-------- Stored rows --------

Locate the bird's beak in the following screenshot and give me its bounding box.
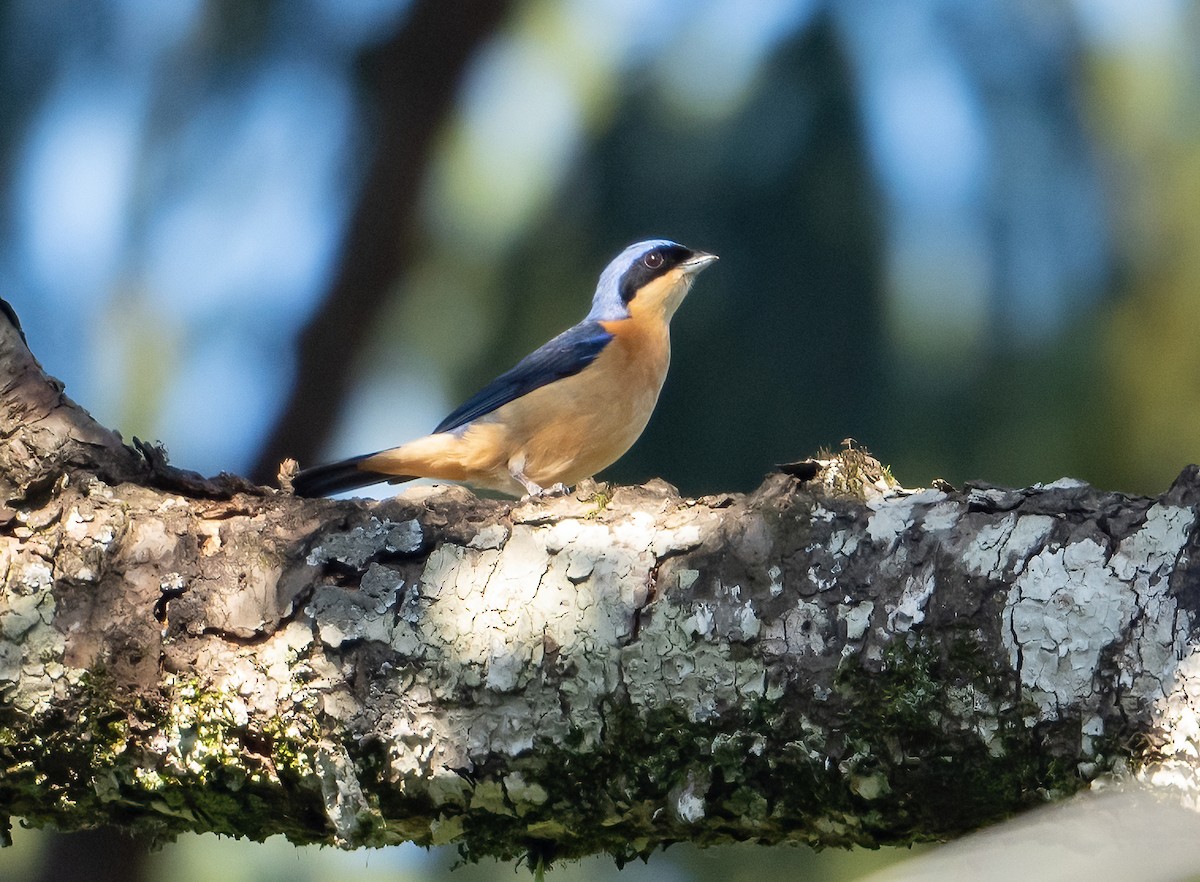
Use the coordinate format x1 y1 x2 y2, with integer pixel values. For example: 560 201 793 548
679 251 716 276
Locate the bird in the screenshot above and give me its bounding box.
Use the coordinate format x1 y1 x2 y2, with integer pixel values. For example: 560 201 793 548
292 239 716 497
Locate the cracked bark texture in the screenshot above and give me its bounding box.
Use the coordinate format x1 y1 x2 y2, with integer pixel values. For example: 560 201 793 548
0 307 1200 859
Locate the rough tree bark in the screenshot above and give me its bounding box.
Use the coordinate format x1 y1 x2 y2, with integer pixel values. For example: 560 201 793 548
0 303 1200 859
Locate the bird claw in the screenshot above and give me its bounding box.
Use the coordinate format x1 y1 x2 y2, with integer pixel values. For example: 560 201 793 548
524 481 571 499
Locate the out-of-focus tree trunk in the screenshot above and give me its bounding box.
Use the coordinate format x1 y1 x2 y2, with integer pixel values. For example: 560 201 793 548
0 302 1200 859
252 0 511 481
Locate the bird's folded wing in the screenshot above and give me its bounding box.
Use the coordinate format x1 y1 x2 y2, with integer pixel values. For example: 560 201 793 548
433 322 612 433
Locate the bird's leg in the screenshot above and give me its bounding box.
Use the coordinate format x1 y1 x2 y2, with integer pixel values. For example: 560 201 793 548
509 460 570 499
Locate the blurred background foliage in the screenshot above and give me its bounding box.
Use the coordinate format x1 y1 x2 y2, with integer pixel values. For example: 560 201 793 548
0 0 1200 882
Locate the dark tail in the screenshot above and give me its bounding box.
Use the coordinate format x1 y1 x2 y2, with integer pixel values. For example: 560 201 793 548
292 454 413 497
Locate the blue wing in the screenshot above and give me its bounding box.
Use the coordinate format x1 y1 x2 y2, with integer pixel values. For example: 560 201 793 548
433 322 612 432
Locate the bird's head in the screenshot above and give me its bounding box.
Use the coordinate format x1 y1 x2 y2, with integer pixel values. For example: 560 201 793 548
588 239 716 322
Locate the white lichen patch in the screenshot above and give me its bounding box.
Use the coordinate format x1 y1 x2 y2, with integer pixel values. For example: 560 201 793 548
838 600 875 642
866 490 946 546
317 742 383 848
1004 505 1194 718
888 568 936 634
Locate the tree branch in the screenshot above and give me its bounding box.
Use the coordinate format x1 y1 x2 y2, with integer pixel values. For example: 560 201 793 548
0 302 1200 859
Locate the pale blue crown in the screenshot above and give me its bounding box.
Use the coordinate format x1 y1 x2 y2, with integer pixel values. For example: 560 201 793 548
584 239 676 322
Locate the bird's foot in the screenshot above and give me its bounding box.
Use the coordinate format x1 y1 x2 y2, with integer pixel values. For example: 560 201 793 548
522 481 571 499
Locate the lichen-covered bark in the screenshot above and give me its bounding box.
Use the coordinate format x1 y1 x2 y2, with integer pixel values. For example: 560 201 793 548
0 307 1200 858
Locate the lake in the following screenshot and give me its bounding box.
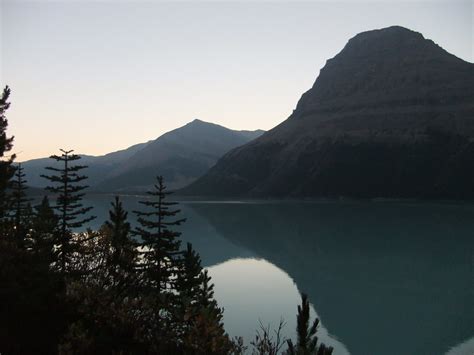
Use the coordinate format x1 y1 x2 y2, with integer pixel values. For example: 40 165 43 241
76 196 474 355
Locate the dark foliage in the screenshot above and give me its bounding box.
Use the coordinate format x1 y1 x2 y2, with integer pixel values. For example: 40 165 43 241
41 149 95 273
288 294 333 355
134 176 185 293
0 86 15 218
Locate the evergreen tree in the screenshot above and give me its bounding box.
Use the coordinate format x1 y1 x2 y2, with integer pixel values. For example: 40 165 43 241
9 163 32 246
176 243 205 305
30 196 59 265
0 86 15 218
41 149 95 273
288 294 333 355
102 196 138 287
134 176 185 294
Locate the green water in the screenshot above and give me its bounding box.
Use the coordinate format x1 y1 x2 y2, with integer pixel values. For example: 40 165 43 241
80 197 474 355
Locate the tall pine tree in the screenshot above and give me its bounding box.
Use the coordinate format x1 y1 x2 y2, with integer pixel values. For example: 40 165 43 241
41 149 95 273
0 86 15 218
9 163 32 246
288 293 333 355
134 176 185 294
102 196 138 287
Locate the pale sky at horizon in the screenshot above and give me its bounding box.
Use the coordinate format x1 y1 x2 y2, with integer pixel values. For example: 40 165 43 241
0 0 474 161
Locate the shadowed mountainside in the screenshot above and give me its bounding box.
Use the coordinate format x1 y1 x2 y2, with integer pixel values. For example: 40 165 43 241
180 26 474 199
22 119 263 192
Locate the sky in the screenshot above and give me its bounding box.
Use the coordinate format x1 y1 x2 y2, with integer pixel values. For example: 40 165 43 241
0 0 474 161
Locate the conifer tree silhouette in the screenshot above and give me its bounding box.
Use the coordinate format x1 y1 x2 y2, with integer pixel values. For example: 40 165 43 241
134 176 186 293
9 163 33 246
0 86 15 218
288 293 333 355
41 149 95 273
31 196 59 264
102 196 138 286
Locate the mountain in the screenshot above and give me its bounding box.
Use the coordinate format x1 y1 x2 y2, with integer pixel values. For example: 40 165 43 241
22 120 263 192
95 119 263 191
181 26 474 199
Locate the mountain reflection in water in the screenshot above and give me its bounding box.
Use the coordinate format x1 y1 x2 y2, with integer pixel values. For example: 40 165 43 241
81 197 474 355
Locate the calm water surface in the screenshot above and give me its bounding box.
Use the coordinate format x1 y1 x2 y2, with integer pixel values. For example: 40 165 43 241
78 196 474 355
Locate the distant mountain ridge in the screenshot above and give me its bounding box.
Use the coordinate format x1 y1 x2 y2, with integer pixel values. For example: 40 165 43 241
22 119 263 192
181 26 474 199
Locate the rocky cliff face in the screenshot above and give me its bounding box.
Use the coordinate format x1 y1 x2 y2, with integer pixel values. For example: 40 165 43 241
182 27 474 199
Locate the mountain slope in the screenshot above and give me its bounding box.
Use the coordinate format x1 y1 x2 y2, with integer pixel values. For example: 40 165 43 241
22 120 263 192
96 119 263 191
181 26 474 198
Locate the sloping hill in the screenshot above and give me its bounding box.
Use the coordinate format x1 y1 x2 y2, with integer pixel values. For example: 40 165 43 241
22 120 263 192
181 26 474 199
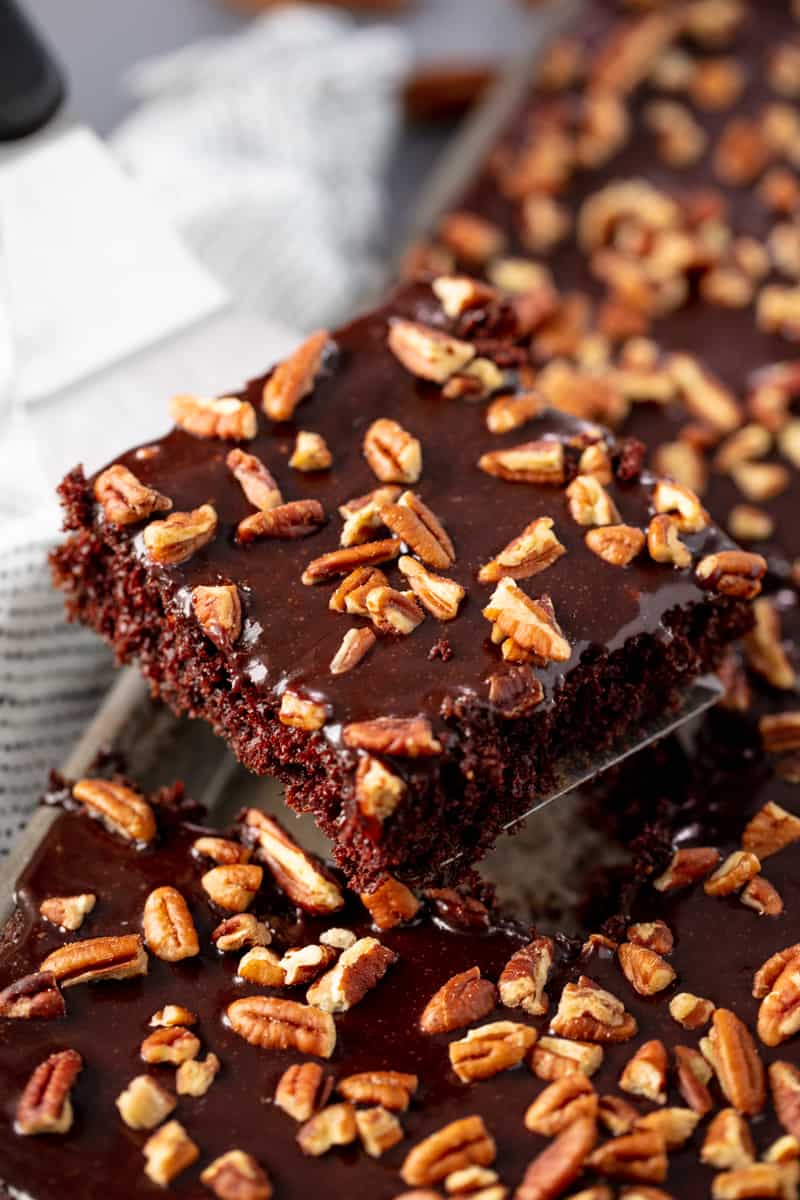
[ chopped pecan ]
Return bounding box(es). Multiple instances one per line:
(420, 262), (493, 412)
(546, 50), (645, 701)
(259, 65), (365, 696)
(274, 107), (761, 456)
(530, 1037), (603, 1080)
(275, 1062), (331, 1121)
(447, 1021), (536, 1084)
(236, 500), (325, 544)
(477, 438), (565, 485)
(278, 688), (330, 732)
(525, 1072), (599, 1138)
(94, 462), (173, 524)
(301, 538), (401, 585)
(200, 1150), (272, 1200)
(361, 875), (420, 929)
(192, 583), (241, 650)
(243, 809), (344, 913)
(72, 779), (156, 841)
(261, 329), (330, 421)
(420, 967), (498, 1033)
(342, 716), (441, 758)
(515, 1116), (597, 1200)
(40, 934), (148, 988)
(142, 1121), (200, 1187)
(619, 1039), (667, 1104)
(225, 449), (283, 510)
(700, 1109), (756, 1171)
(200, 863), (264, 912)
(709, 1008), (766, 1116)
(114, 1075), (178, 1129)
(652, 846), (720, 892)
(142, 504), (217, 566)
(169, 396), (258, 442)
(401, 1116), (497, 1187)
(227, 996), (336, 1058)
(142, 887), (200, 962)
(363, 418), (422, 484)
(616, 942), (675, 996)
(38, 892), (97, 934)
(289, 430), (333, 470)
(397, 554), (465, 620)
(297, 1103), (359, 1158)
(306, 937), (397, 1013)
(329, 625), (375, 674)
(336, 1070), (419, 1112)
(14, 1050), (83, 1134)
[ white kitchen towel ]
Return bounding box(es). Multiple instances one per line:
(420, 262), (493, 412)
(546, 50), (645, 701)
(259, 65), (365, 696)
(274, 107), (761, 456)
(0, 8), (407, 856)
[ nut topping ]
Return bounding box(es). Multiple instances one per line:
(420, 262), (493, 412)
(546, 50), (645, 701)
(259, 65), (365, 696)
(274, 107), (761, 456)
(401, 1116), (497, 1187)
(363, 418), (422, 484)
(142, 887), (200, 962)
(261, 329), (331, 421)
(243, 809), (344, 913)
(227, 996), (336, 1058)
(387, 318), (475, 383)
(192, 583), (241, 650)
(447, 1021), (536, 1084)
(72, 779), (156, 841)
(14, 1050), (83, 1134)
(169, 396), (258, 442)
(40, 934), (148, 988)
(142, 504), (217, 566)
(420, 967), (498, 1034)
(94, 462), (173, 526)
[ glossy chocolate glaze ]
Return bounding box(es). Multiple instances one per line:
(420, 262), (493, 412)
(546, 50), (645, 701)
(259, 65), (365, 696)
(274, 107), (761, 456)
(0, 764), (800, 1200)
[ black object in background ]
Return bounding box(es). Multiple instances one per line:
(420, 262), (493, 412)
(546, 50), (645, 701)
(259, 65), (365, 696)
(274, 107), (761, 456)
(0, 0), (65, 142)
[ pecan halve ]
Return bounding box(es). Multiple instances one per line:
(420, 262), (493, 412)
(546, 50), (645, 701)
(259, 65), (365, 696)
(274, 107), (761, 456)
(14, 1050), (83, 1134)
(261, 329), (331, 421)
(40, 934), (148, 988)
(142, 887), (200, 962)
(401, 1116), (497, 1187)
(94, 462), (173, 524)
(227, 996), (336, 1058)
(142, 504), (218, 566)
(72, 779), (156, 841)
(242, 809), (344, 913)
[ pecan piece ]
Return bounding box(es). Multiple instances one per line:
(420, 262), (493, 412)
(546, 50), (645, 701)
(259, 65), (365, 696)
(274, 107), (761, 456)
(261, 329), (331, 421)
(169, 396), (258, 442)
(498, 937), (553, 1016)
(447, 1021), (536, 1084)
(515, 1116), (597, 1200)
(306, 937), (397, 1013)
(401, 1116), (497, 1187)
(94, 462), (173, 524)
(227, 996), (336, 1058)
(237, 809), (344, 913)
(275, 1062), (335, 1121)
(0, 971), (66, 1021)
(142, 887), (200, 962)
(142, 504), (217, 566)
(225, 449), (283, 509)
(342, 716), (441, 758)
(40, 934), (148, 988)
(477, 438), (565, 485)
(236, 500), (325, 544)
(420, 967), (498, 1033)
(14, 1050), (83, 1134)
(142, 1121), (200, 1187)
(192, 583), (241, 650)
(200, 1150), (272, 1200)
(363, 418), (422, 484)
(387, 318), (475, 383)
(200, 863), (264, 912)
(694, 550), (766, 600)
(72, 779), (156, 841)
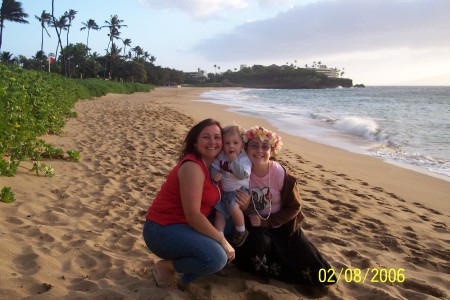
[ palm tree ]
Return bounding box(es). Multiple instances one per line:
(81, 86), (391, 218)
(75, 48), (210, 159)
(102, 15), (127, 77)
(34, 10), (52, 65)
(0, 0), (28, 49)
(131, 46), (144, 58)
(50, 15), (67, 60)
(102, 15), (127, 56)
(80, 19), (100, 51)
(122, 39), (131, 56)
(0, 51), (14, 64)
(144, 51), (151, 61)
(64, 9), (77, 46)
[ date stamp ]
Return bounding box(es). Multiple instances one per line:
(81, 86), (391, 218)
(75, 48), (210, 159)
(319, 268), (405, 283)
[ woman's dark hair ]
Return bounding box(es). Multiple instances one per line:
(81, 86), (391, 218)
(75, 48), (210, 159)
(179, 119), (223, 160)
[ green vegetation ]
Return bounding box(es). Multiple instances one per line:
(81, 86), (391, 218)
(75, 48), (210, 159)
(0, 63), (153, 199)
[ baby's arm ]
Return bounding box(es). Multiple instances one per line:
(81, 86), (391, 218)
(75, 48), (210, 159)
(230, 154), (252, 179)
(211, 167), (223, 183)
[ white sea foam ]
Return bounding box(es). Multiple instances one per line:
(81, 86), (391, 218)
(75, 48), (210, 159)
(333, 116), (387, 142)
(200, 87), (450, 180)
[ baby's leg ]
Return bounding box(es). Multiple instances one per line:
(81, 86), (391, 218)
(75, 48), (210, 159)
(214, 210), (226, 233)
(230, 203), (245, 227)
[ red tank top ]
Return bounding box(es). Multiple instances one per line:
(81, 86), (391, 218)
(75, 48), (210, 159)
(146, 154), (220, 225)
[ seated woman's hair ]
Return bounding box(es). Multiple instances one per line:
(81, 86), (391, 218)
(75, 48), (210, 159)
(178, 119), (223, 160)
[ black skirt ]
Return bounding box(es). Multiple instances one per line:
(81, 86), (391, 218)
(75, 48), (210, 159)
(235, 224), (336, 286)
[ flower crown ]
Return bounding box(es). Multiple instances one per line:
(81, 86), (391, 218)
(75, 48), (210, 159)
(242, 126), (283, 153)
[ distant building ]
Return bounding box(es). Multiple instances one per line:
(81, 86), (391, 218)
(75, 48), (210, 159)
(309, 65), (339, 78)
(184, 68), (208, 81)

--------

### Exercise prompt
Rewrite the records from the line containing "Locate the rocky" through the line containing "181 26 474 198", with "mountain slope" replaced by "hillside" and all else unchanged.

### Solution to this exercise
Locate the rocky cliff face in the screenshot above and give me its bounding box.
Use the coordinate format x1 y1 x2 y2, with integer pixel values. For example: 40 165 43 241
182 27 474 199
Locate the hillside in the screenshot above and give me its bounding box.
Use the coordinate format x1 y1 x2 y2, with integer pixel values. For example: 40 165 43 241
22 120 263 192
96 119 263 191
181 26 474 198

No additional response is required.